Reproduce exactly the span of lines beginning at the one with "Where can the yellow center" and ending at the last line of the data below, omitting pictures.

DATA:
====

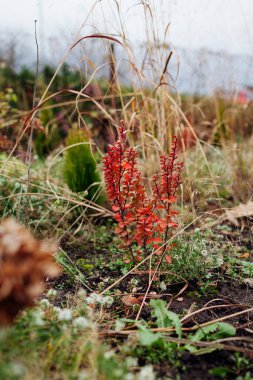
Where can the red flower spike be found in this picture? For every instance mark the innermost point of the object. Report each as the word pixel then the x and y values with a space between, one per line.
pixel 138 216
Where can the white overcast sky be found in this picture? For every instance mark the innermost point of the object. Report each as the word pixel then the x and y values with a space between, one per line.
pixel 219 25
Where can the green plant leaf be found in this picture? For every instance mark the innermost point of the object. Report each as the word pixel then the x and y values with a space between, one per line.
pixel 147 337
pixel 164 317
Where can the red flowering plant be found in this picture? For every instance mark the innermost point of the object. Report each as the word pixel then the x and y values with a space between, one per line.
pixel 144 223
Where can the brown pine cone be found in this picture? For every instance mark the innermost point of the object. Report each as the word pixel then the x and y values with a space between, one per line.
pixel 25 263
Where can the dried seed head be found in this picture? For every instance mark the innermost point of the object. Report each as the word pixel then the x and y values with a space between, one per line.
pixel 25 263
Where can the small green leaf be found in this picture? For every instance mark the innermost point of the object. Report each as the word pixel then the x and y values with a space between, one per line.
pixel 147 337
pixel 164 317
pixel 215 331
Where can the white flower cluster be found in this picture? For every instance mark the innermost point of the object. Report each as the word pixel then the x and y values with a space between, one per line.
pixel 95 298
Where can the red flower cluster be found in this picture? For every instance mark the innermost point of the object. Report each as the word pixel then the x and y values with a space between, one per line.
pixel 143 222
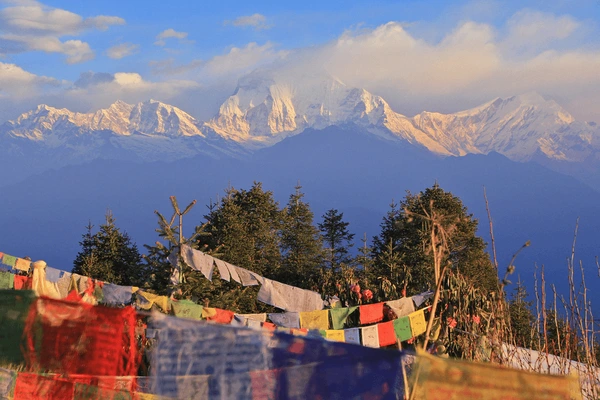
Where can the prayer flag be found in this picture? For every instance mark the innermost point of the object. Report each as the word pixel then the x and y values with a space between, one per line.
pixel 371 313
pixel 339 316
pixel 418 325
pixel 402 328
pixel 386 333
pixel 314 319
pixel 334 335
pixel 370 336
pixel 352 335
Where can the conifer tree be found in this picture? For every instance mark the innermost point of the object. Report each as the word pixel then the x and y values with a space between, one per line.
pixel 301 245
pixel 336 238
pixel 521 316
pixel 245 227
pixel 109 255
pixel 410 235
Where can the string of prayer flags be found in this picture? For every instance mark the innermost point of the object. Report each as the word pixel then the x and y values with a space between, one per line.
pixel 22 282
pixel 198 260
pixel 402 307
pixel 146 300
pixel 370 336
pixel 223 270
pixel 233 272
pixel 255 324
pixel 447 378
pixel 9 260
pixel 352 335
pixel 22 265
pixel 220 316
pixel 402 328
pixel 7 280
pixel 421 297
pixel 288 298
pixel 335 335
pixel 339 316
pixel 314 319
pixel 53 274
pixel 287 320
pixel 117 295
pixel 268 326
pixel 257 317
pixel 7 383
pixel 248 278
pixel 371 313
pixel 63 284
pixel 386 333
pixel 14 308
pixel 37 387
pixel 418 325
pixel 40 285
pixel 186 309
pixel 104 338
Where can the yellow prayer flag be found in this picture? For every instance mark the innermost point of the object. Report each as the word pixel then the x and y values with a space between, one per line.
pixel 314 319
pixel 22 265
pixel 443 378
pixel 161 301
pixel 417 323
pixel 335 335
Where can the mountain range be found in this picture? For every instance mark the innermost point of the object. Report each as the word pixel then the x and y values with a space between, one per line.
pixel 264 111
pixel 60 169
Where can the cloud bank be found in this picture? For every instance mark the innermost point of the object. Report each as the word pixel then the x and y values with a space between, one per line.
pixel 472 63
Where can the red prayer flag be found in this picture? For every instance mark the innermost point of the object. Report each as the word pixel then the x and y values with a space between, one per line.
pixel 387 334
pixel 371 313
pixel 222 316
pixel 33 387
pixel 22 282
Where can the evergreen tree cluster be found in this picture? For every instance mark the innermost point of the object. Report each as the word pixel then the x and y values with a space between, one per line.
pixel 249 229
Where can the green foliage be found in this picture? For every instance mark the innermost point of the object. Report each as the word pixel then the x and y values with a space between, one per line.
pixel 522 320
pixel 301 245
pixel 406 235
pixel 109 255
pixel 336 238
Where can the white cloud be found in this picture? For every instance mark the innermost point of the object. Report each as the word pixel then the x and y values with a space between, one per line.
pixel 169 67
pixel 122 50
pixel 240 60
pixel 255 21
pixel 168 34
pixel 32 26
pixel 18 83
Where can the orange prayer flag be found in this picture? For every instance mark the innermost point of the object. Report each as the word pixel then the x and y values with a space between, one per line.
pixel 371 313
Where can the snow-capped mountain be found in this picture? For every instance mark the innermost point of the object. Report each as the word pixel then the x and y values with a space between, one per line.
pixel 266 109
pixel 263 111
pixel 151 118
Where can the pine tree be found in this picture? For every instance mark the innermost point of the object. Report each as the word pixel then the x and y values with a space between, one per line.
pixel 408 230
pixel 336 238
pixel 245 228
pixel 521 316
pixel 301 244
pixel 109 255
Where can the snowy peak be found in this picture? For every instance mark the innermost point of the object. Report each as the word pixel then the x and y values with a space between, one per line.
pixel 151 118
pixel 264 110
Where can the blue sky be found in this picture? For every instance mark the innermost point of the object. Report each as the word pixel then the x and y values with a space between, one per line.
pixel 434 55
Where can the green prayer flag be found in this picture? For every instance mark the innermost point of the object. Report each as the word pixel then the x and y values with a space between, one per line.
pixel 14 308
pixel 9 260
pixel 402 328
pixel 339 316
pixel 186 309
pixel 7 280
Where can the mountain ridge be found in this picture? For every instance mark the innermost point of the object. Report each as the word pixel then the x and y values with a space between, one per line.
pixel 265 110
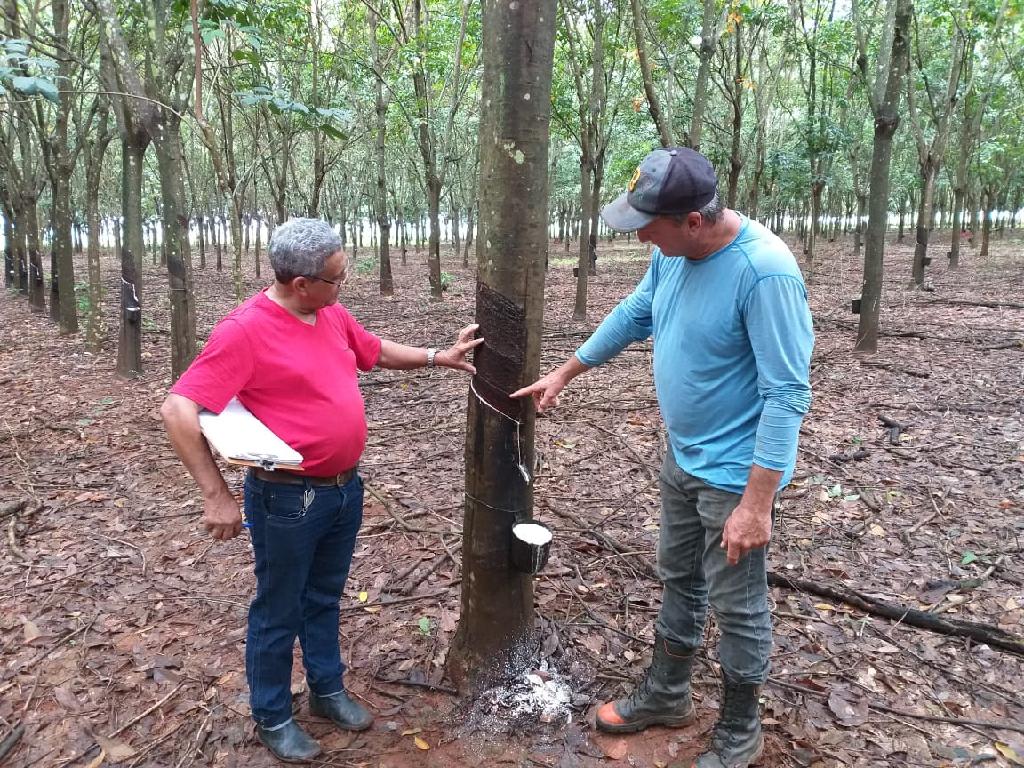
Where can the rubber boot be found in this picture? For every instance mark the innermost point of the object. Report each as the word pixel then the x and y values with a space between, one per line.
pixel 663 697
pixel 737 741
pixel 341 710
pixel 289 742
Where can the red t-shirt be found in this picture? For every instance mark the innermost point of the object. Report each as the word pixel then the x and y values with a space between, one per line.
pixel 298 379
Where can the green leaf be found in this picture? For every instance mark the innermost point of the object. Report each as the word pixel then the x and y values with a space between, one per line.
pixel 333 132
pixel 36 87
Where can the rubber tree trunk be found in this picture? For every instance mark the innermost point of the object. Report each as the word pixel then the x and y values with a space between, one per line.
pixel 380 200
pixel 175 221
pixel 9 272
pixel 886 123
pixel 496 633
pixel 130 334
pixel 924 229
pixel 586 214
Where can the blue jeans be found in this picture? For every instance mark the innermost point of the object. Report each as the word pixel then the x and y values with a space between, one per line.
pixel 303 538
pixel 694 571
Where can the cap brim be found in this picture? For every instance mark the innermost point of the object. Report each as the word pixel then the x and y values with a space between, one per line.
pixel 623 217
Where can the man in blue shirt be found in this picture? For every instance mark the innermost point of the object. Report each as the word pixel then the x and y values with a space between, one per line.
pixel 725 302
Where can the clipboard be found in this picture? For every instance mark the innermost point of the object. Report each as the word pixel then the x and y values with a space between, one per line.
pixel 242 438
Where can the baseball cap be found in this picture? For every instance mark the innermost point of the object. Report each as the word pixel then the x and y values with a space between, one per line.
pixel 670 180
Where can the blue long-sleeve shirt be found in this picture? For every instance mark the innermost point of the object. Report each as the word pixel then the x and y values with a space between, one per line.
pixel 732 348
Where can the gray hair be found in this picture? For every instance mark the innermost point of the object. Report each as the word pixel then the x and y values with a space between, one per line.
pixel 301 247
pixel 712 212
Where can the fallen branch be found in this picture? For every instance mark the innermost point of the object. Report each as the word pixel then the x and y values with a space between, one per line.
pixel 620 551
pixel 392 601
pixel 998 725
pixel 130 723
pixel 981 633
pixel 10 740
pixel 417 684
pixel 12 508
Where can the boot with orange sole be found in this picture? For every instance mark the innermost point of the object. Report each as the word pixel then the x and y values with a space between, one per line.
pixel 663 697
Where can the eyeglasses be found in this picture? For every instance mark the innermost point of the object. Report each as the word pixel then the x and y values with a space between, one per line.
pixel 343 279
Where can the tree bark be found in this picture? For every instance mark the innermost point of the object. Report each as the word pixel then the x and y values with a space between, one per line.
pixel 886 123
pixel 496 628
pixel 709 41
pixel 653 103
pixel 133 146
pixel 380 200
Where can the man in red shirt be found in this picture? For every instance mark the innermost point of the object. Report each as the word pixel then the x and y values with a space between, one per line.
pixel 290 354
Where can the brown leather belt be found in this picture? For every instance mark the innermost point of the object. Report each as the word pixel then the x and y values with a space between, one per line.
pixel 295 478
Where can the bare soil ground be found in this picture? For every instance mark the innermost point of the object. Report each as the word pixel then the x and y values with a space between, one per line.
pixel 123 624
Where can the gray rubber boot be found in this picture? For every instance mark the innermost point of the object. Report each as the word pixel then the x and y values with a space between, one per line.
pixel 663 697
pixel 737 741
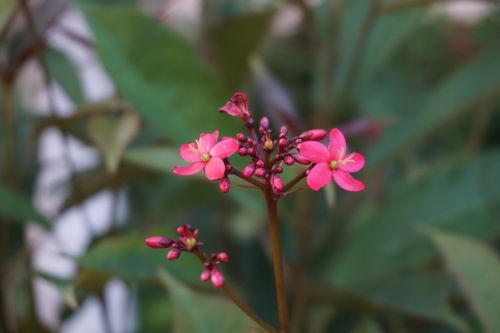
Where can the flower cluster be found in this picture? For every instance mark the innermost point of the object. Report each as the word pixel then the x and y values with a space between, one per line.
pixel 265 169
pixel 188 242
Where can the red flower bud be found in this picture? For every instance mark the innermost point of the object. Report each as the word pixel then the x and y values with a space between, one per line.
pixel 237 106
pixel 217 278
pixel 277 183
pixel 224 185
pixel 249 170
pixel 173 254
pixel 264 123
pixel 314 134
pixel 260 172
pixel 206 274
pixel 158 242
pixel 289 160
pixel 222 257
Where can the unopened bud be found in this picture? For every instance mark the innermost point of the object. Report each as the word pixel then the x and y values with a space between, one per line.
pixel 268 145
pixel 314 134
pixel 277 183
pixel 282 142
pixel 205 275
pixel 182 230
pixel 222 257
pixel 173 254
pixel 249 170
pixel 224 185
pixel 289 160
pixel 190 243
pixel 242 151
pixel 260 172
pixel 217 278
pixel 283 131
pixel 264 123
pixel 241 137
pixel 157 242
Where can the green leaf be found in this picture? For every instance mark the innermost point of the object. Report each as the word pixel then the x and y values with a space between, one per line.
pixel 232 42
pixel 477 270
pixel 388 242
pixel 128 257
pixel 65 73
pixel 15 205
pixel 160 75
pixel 449 198
pixel 367 325
pixel 201 313
pixel 111 134
pixel 453 96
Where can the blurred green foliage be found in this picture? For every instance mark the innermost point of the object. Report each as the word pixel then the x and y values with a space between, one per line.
pixel 415 91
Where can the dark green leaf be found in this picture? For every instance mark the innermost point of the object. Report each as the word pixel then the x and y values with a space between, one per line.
pixel 17 206
pixel 477 270
pixel 160 75
pixel 232 43
pixel 448 100
pixel 64 72
pixel 201 313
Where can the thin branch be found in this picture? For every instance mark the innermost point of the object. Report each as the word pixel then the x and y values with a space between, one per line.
pixel 250 180
pixel 236 300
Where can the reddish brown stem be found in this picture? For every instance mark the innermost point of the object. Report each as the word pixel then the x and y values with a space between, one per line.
pixel 274 239
pixel 236 300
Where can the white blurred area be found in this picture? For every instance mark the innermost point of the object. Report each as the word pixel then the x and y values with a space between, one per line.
pixel 59 156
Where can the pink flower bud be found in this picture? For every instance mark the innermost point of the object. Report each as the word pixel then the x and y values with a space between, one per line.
pixel 237 106
pixel 249 170
pixel 222 257
pixel 217 278
pixel 260 172
pixel 173 254
pixel 242 151
pixel 241 137
pixel 206 274
pixel 289 160
pixel 314 134
pixel 158 242
pixel 277 183
pixel 224 185
pixel 283 131
pixel 182 230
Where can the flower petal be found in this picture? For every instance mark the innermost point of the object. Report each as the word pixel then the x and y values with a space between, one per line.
pixel 189 152
pixel 352 162
pixel 319 176
pixel 207 141
pixel 345 181
pixel 215 168
pixel 337 145
pixel 225 148
pixel 314 152
pixel 189 169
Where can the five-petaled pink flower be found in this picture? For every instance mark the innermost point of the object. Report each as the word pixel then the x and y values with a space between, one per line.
pixel 332 163
pixel 207 154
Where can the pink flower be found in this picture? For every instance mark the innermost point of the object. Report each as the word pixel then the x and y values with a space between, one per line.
pixel 237 106
pixel 332 163
pixel 205 154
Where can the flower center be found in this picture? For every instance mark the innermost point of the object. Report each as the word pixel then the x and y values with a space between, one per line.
pixel 205 157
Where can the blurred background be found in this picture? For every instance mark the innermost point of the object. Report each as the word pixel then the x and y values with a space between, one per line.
pixel 97 96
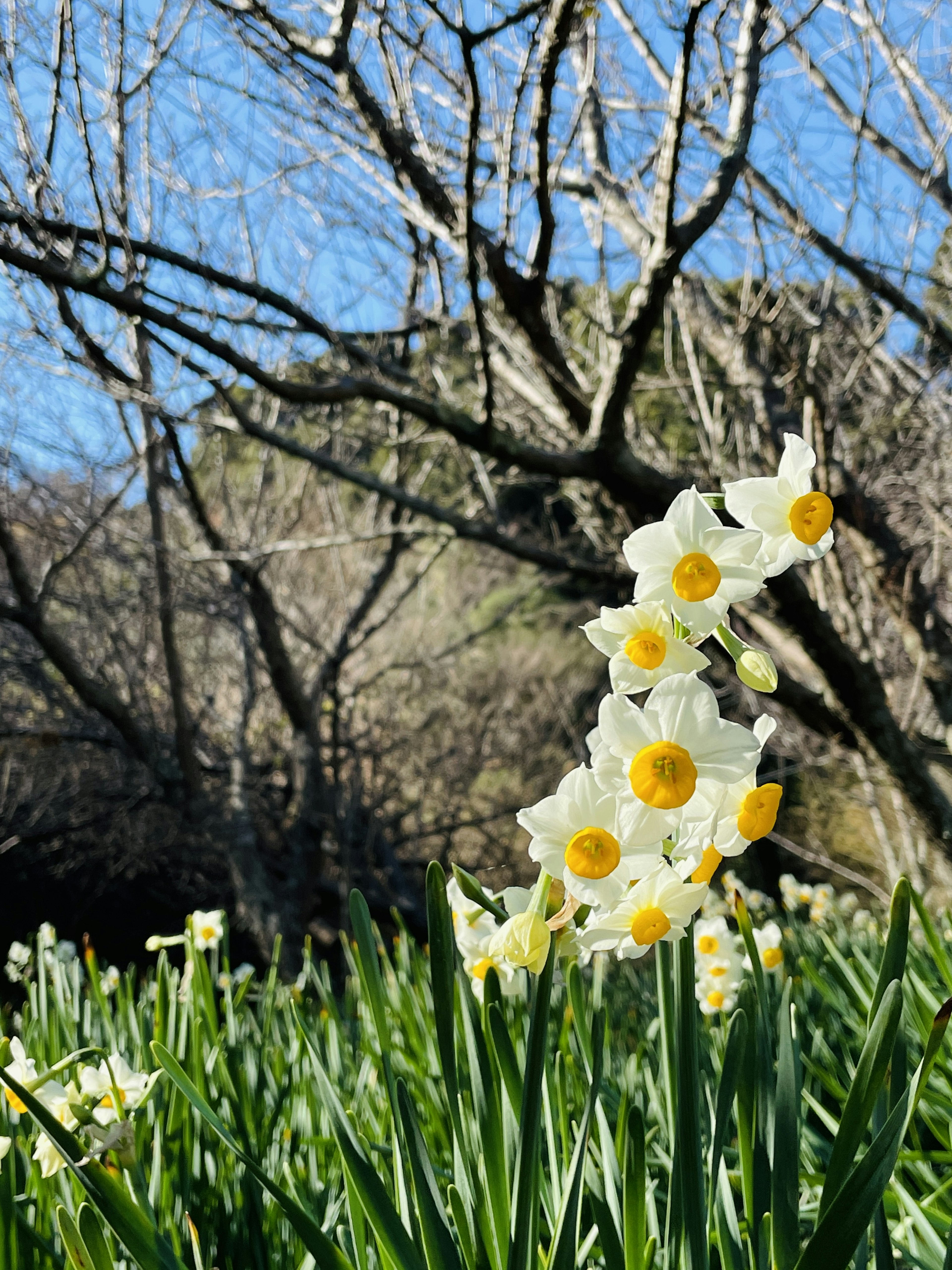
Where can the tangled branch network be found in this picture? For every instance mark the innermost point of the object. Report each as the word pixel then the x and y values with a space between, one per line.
pixel 636 837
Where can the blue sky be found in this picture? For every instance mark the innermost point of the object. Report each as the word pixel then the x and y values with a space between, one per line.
pixel 243 169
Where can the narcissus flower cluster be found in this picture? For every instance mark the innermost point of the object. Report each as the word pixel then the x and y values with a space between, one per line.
pixel 630 843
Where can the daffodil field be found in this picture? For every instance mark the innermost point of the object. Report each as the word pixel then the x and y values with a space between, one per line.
pixel 631 1066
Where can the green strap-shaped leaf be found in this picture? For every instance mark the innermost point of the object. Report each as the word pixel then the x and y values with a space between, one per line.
pixel 525 1211
pixel 472 888
pixel 785 1179
pixel 894 958
pixel 506 1057
pixel 438 1244
pixel 362 1178
pixel 634 1193
pixel 92 1235
pixel 73 1241
pixel 133 1227
pixel 565 1240
pixel 440 922
pixel 834 1242
pixel 327 1254
pixel 690 1150
pixel 867 1084
pixel 727 1089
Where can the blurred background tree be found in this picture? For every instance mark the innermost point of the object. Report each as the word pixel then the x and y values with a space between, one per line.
pixel 342 349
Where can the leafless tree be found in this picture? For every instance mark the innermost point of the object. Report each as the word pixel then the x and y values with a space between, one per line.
pixel 517 284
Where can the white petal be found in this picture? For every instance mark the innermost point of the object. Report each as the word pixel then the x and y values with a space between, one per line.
pixel 624 727
pixel 690 516
pixel 798 463
pixel 742 497
pixel 652 545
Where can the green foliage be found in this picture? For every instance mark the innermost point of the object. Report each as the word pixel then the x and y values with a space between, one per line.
pixel 402 1124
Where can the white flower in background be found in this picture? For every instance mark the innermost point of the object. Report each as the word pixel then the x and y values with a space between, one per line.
pixel 659 907
pixel 655 760
pixel 56 1100
pixel 17 962
pixel 716 995
pixel 473 925
pixel 575 836
pixel 479 967
pixel 694 564
pixel 133 1088
pixel 22 1070
pixel 642 647
pixel 823 903
pixel 713 938
pixel 848 903
pixel 793 893
pixel 794 519
pixel 770 945
pixel 208 929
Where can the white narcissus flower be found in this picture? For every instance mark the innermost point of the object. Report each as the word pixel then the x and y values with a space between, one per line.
pixel 727 826
pixel 23 1071
pixel 473 925
pixel 479 966
pixel 524 940
pixel 56 1100
pixel 694 564
pixel 642 647
pixel 770 945
pixel 575 836
pixel 208 929
pixel 794 519
pixel 96 1082
pixel 658 759
pixel 659 907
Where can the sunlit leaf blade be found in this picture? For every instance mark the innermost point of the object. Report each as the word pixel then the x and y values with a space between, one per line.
pixel 440 922
pixel 727 1090
pixel 438 1244
pixel 867 1084
pixel 837 1235
pixel 894 958
pixel 327 1254
pixel 634 1192
pixel 525 1212
pixel 565 1240
pixel 73 1241
pixel 472 888
pixel 785 1179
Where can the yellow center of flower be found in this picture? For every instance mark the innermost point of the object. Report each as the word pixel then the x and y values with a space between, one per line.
pixel 708 868
pixel 696 577
pixel 17 1104
pixel 593 853
pixel 647 649
pixel 810 517
pixel 663 775
pixel 649 926
pixel 758 813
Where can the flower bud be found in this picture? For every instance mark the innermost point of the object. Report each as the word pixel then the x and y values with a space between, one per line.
pixel 524 940
pixel 757 670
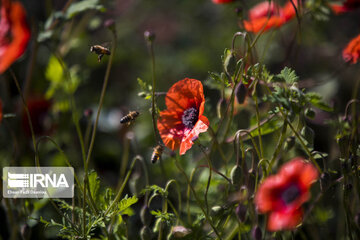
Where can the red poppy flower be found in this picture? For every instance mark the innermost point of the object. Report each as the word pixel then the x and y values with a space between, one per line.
pixel 351 53
pixel 183 120
pixel 267 15
pixel 222 1
pixel 347 6
pixel 14 33
pixel 0 110
pixel 283 194
pixel 39 113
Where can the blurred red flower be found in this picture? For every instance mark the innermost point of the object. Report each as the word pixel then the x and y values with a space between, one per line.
pixel 222 1
pixel 14 33
pixel 267 15
pixel 0 110
pixel 283 194
pixel 39 113
pixel 182 122
pixel 351 53
pixel 347 6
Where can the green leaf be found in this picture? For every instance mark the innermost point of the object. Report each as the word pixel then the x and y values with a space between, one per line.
pixel 94 184
pixel 61 85
pixel 82 6
pixel 316 100
pixel 269 127
pixel 286 75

====

OUTPUT:
Where can the yellow center of flower be found in this picture? For every instance mark the innermost point of the object. Report each as the word pixel then the x and y values with a space between, one per line.
pixel 708 868
pixel 696 577
pixel 17 1104
pixel 593 853
pixel 647 649
pixel 810 517
pixel 663 775
pixel 649 926
pixel 758 813
Where can the flower bud be found in this picture? For every instance mark the innermost point of the object. Report each as the word pixel then the x and y values with a space between, one per line.
pixel 524 940
pixel 757 670
Where can the red poppy flower be found in this picture? For every instance mark the innermost point of the object. Report each as the word pixel then the x and y values with a space between, one per line.
pixel 351 53
pixel 183 120
pixel 267 15
pixel 222 1
pixel 347 6
pixel 14 33
pixel 0 110
pixel 283 194
pixel 39 113
Where can the blurred red flower be found in this picture? For every instance mark the innermost point of the object. Report each as the word pixel then the x and y values with a space between, one per line.
pixel 222 1
pixel 14 33
pixel 267 15
pixel 0 110
pixel 283 194
pixel 39 113
pixel 182 122
pixel 351 53
pixel 347 6
Where can the green leaf be found in this picture? For every instance mark the innermost point of the object. Report each as the word pixel then the x and y values with a space between, one per line.
pixel 94 184
pixel 61 85
pixel 82 6
pixel 316 100
pixel 269 127
pixel 286 75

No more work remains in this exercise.